### The exercise
Please count the lines of the records below that contain the string "skirt", and give only that number.

### Exercise materials

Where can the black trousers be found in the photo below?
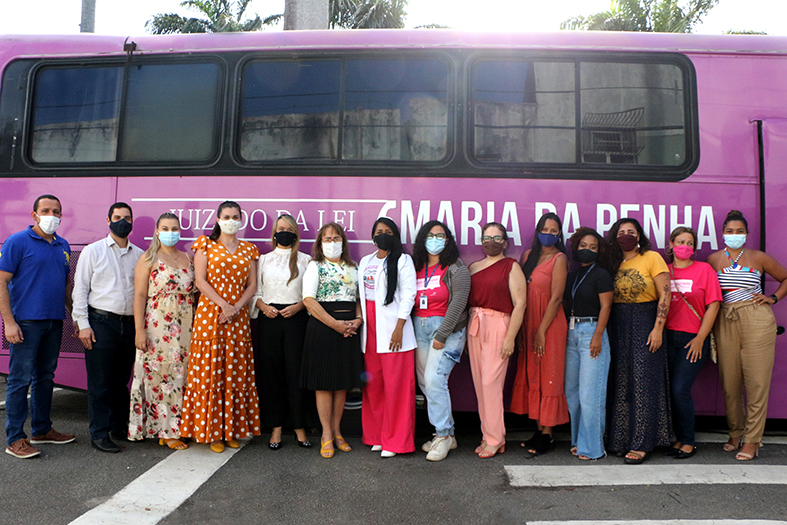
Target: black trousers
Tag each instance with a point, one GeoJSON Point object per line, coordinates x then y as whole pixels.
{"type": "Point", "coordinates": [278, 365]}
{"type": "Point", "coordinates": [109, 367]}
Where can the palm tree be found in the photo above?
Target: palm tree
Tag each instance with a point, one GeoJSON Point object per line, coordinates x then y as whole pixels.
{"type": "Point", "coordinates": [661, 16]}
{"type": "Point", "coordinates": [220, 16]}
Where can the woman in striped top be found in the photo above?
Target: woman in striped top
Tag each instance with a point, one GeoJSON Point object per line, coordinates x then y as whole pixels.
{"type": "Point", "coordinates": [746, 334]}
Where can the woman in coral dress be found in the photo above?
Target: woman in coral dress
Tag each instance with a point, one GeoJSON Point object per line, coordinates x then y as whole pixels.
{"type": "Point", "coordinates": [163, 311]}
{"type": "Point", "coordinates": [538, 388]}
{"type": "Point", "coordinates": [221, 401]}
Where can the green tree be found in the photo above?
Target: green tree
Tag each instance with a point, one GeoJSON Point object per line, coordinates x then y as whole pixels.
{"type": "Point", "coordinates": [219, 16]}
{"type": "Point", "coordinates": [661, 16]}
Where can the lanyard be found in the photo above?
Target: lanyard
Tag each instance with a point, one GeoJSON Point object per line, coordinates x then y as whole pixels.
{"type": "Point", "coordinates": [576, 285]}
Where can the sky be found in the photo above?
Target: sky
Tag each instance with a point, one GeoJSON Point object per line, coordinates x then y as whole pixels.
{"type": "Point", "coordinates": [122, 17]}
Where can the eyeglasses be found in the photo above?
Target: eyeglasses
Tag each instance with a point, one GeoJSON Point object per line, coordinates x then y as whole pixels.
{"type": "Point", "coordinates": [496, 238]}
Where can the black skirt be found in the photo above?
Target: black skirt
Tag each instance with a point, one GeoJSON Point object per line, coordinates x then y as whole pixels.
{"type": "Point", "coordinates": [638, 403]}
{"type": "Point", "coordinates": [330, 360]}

==

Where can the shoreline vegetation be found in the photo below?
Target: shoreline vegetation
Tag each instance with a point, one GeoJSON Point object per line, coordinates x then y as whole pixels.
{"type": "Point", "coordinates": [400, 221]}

### Answer for this exercise
2